__WHAT THE TASK ASKS__. Starting at the line that has "find the face in the photo above" and continuing through the last of the items, write those lines out again with "location" swapped for "position", leaving everything else unchanged.

__DATA ROWS__.
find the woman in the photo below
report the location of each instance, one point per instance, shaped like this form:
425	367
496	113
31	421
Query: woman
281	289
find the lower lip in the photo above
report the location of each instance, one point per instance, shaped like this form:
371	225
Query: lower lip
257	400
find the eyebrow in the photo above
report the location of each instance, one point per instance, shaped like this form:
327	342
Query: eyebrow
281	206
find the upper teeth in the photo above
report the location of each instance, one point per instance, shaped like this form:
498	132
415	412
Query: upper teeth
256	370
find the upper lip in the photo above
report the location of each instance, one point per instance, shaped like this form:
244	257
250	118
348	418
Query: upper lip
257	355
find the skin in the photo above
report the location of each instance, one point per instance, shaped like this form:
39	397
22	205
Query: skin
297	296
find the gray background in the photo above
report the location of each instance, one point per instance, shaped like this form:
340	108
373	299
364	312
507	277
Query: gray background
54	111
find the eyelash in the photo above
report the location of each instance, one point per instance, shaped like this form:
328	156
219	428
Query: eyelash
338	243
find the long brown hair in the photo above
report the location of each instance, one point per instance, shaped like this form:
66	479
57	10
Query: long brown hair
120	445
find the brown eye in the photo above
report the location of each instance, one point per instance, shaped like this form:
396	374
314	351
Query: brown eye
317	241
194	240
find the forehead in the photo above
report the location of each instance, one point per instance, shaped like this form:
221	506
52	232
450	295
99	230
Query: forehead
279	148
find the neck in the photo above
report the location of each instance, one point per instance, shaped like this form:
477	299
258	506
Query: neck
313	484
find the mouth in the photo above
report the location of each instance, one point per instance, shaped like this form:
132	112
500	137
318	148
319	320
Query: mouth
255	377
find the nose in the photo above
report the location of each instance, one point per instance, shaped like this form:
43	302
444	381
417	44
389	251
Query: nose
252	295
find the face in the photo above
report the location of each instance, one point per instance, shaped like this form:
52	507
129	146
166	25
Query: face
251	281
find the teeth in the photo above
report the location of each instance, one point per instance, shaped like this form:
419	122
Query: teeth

__EXERCISE RESULT__.
find the face in the photo above
report the position of each instance, one point per instance, shaped like this form:
52	507
129	146
166	25
Query: face
251	281
find the teeth in the photo above
report the position of each instance, one point per instance, shaped like this form:
419	122
Query: teeth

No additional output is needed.